▶ Provided passage
Ka Lima O Maui: A Job Well Done

Ka Lima O Maui has been putting paychecks in deserving hands since 1955.


Story by Sarah Ruppenthal | Photography by Christopher Douglass

Matt Wanderscheid has never had a case of the Mondays.

While many of us start the workweek with a groan, he looks forward to it—even on the groggy mornings when his alarm clock rousts him out of bed at 2 a.m. “Yeah, it’s early, but I don’t mind,” Matt says, flashing a smile. “I love my job.”

Ka Lima O Maui
A rarity in the nonprofit sector, Ka Lima earns more than half of its annual operating budget through service contracts with government entities, private businesses, and organizations like the Maui Family YMCA.

▶ Given problem
Copy the passage of the Ka Lima O Maui article from "While many of" up to and including "Maui Family YMCA.".

▶ Data excerpts
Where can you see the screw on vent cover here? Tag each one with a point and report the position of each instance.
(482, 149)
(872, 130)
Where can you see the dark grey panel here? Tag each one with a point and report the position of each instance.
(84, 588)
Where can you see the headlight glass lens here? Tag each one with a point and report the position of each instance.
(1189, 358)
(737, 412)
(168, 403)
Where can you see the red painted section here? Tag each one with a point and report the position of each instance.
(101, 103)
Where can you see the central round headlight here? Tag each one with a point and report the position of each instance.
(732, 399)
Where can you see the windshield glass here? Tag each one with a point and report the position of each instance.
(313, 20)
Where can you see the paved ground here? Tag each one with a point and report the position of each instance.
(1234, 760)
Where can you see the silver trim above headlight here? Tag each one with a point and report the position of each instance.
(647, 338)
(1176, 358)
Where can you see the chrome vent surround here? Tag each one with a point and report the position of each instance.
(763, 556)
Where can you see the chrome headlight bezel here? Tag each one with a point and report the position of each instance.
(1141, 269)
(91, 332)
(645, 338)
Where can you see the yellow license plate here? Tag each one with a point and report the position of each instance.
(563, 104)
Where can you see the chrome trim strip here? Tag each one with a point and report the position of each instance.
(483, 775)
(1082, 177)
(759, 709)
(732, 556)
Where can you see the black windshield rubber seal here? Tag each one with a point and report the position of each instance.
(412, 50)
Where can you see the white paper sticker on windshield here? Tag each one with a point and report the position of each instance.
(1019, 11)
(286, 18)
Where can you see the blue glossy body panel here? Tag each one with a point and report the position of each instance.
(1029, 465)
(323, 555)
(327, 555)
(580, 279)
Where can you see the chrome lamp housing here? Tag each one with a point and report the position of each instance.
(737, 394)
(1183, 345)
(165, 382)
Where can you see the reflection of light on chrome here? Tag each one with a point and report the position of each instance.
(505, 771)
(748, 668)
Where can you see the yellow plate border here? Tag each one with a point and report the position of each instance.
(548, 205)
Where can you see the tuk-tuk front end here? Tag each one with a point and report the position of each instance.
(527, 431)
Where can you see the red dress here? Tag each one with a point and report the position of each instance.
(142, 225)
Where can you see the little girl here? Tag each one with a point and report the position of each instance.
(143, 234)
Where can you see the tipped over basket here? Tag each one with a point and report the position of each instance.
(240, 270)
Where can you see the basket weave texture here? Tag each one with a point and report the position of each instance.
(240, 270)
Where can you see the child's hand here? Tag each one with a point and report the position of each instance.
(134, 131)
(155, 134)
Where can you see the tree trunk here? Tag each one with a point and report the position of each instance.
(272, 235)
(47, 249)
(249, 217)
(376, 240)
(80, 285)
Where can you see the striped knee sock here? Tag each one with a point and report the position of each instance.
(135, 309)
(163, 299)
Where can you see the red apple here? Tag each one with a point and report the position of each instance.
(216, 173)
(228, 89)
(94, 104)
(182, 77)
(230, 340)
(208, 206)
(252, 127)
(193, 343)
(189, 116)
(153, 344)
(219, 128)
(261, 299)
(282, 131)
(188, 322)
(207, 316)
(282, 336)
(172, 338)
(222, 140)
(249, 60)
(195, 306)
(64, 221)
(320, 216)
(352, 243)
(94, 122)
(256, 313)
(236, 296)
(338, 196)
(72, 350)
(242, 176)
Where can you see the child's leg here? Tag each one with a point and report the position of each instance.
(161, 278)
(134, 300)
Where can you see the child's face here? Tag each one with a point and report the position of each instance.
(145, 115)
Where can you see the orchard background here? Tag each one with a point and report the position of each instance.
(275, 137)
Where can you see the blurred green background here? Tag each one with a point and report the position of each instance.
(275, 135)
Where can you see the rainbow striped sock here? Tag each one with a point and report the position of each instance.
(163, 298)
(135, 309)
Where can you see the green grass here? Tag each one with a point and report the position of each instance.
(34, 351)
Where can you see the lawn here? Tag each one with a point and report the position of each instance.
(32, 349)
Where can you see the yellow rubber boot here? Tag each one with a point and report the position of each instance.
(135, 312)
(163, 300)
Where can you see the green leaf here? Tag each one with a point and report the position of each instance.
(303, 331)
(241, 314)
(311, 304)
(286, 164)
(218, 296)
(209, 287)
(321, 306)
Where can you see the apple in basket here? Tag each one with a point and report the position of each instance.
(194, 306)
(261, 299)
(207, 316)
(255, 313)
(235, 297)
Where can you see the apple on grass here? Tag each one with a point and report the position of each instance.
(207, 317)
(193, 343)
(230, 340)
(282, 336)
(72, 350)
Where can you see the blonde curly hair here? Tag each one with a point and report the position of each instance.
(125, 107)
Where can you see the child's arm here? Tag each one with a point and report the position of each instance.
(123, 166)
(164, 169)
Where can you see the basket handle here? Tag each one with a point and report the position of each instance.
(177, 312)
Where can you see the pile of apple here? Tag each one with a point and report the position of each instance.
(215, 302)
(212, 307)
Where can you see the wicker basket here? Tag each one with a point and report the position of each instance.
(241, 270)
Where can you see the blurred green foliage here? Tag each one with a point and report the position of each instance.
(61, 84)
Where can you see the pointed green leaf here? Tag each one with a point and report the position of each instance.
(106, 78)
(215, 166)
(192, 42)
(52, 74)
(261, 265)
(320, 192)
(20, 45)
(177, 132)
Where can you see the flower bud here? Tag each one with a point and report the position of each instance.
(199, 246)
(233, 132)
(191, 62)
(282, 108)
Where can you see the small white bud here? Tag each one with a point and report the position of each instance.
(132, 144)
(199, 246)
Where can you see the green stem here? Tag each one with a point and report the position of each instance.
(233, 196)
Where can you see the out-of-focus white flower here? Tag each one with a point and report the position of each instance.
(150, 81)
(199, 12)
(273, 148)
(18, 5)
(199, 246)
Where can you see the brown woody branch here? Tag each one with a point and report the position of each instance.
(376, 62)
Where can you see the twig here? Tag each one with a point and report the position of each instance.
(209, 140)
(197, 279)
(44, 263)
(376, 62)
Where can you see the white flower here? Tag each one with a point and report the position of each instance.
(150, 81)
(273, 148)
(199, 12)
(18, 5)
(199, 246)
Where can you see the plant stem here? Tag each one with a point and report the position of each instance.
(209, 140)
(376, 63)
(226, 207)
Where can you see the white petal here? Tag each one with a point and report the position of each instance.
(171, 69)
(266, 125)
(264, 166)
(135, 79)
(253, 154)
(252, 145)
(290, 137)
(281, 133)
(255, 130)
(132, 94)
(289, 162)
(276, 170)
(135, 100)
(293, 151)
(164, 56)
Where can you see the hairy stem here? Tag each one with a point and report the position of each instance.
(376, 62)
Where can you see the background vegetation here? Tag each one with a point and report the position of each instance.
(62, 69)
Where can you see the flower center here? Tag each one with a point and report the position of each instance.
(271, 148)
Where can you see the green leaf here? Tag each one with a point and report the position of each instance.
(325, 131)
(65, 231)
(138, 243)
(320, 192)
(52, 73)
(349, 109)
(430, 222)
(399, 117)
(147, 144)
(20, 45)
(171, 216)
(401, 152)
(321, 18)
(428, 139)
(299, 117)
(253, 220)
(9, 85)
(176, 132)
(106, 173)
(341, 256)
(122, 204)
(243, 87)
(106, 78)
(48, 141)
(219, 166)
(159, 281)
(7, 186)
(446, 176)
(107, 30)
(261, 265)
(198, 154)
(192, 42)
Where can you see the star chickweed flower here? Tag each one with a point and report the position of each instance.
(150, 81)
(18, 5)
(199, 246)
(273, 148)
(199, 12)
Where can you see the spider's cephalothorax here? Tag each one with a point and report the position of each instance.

▶ Response to the exercise
While many of us start the workweek with a groan, he looks forward to it—even on the groggy mornings when his alarm clock rousts him out of bed at 2 a.m. “Yeah, it’s early, but I don’t mind,” Matt says, flashing a smile. “I love my job.”

Ka Lima O Maui
A rarity in the nonprofit sector, Ka Lima earns more than half of its annual operating budget through service contracts with government entities, private businesses, and organizations like the Maui Family YMCA.